• WORK TO COMPLETE
Starting at the first entry below, repeat all the data word for word and drop the pictures.

• DATA FOR ANALYSIS
════
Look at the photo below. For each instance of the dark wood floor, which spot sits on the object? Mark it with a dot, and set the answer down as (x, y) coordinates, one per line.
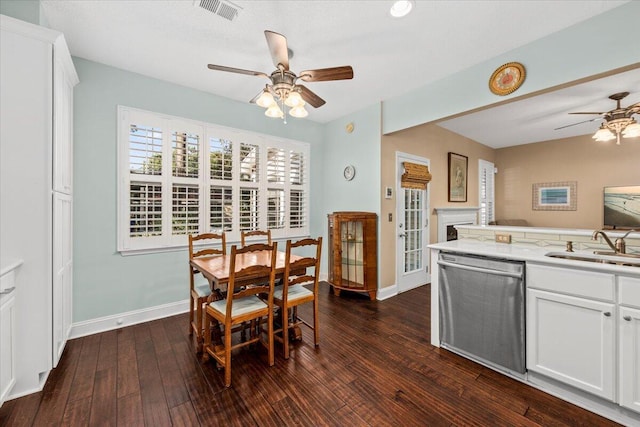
(374, 367)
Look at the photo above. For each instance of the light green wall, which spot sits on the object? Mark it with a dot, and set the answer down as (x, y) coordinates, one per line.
(106, 283)
(25, 10)
(606, 42)
(360, 148)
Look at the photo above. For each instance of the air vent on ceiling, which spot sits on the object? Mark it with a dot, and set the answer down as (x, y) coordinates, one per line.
(225, 9)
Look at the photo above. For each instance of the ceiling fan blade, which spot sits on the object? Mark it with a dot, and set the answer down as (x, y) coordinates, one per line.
(325, 74)
(574, 124)
(310, 97)
(278, 48)
(236, 70)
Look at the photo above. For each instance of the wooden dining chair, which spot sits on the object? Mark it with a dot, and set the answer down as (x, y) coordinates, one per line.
(292, 293)
(213, 244)
(255, 236)
(242, 304)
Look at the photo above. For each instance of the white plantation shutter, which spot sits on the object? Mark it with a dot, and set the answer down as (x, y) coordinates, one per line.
(487, 191)
(185, 154)
(145, 209)
(276, 162)
(185, 209)
(249, 162)
(178, 177)
(249, 209)
(145, 150)
(221, 210)
(220, 158)
(297, 193)
(275, 209)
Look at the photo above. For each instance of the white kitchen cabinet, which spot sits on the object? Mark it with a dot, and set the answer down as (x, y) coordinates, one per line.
(37, 77)
(629, 342)
(62, 272)
(7, 330)
(572, 339)
(630, 358)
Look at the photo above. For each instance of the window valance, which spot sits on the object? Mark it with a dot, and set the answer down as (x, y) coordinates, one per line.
(415, 176)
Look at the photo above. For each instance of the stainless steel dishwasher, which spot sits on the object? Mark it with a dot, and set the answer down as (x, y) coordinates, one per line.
(482, 309)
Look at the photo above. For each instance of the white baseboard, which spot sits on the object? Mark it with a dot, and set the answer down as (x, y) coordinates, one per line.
(116, 321)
════
• SOLUTION
Look at the photo below. For each instance of the dark wood floor, which spot sits on the object? Mark it with a dot, and set the answer down as (x, y) coordinates, one per line.
(374, 367)
Look at the photo above. For each instance of the light green wall, which spot sits on the object? Mark it with a dot, and set the answer down as (x, y) coordinates, one per line.
(106, 283)
(25, 10)
(606, 42)
(360, 148)
Look at the photo above. For each instance of the air vent on ceiling, which spot sits on the object? Mark it with a dot, and set the answer down as (x, y) coordinates, one per line.
(225, 9)
Look at the photo above. For each instance of the ceiling fan blade, which spot sits on the object? Mark it with a dot, and set the answer down as (x, y) coordinates, one per line.
(325, 74)
(574, 124)
(310, 97)
(278, 48)
(236, 70)
Look at the photo above. For each instance of the wooden dining chair, which spot sits on the object? Mark it with a dot, and set the answer down as (x, y) coordinates, one per line.
(292, 293)
(213, 244)
(255, 236)
(242, 304)
Look at the photo above. For each instance of the white plantation shutter, which spot sits on the object? Mark it with a dot, and set the answer down as (x, y) coordinates, one per line.
(487, 191)
(185, 154)
(145, 209)
(276, 162)
(185, 209)
(249, 162)
(178, 177)
(249, 209)
(145, 150)
(221, 210)
(220, 158)
(297, 193)
(275, 209)
Look at the photo above. For each instance of the white kitchen cabinet, which spot sits on the object? Mark it with a dot, and set the answer down as (x, y) coordinates, one per line.
(37, 77)
(629, 342)
(62, 272)
(7, 330)
(572, 339)
(630, 358)
Look at the photo above. For each instance of the window valance, which spot sits on the object? Mark it with a dot, and set the answer down as (x, y) coordinates, one per line.
(415, 176)
Look at the photo above. For each instance of the stainless steel dishwasher, which spot sits on the object? Mark it with a dot, and set the answer down as (x, y) coordinates, one per line.
(482, 309)
Look at the photo above. For each instance of the white baseboard, which spot sits on the object? Mark it with a dot, and set the answer down as (x, y) coordinates, one per line.
(116, 321)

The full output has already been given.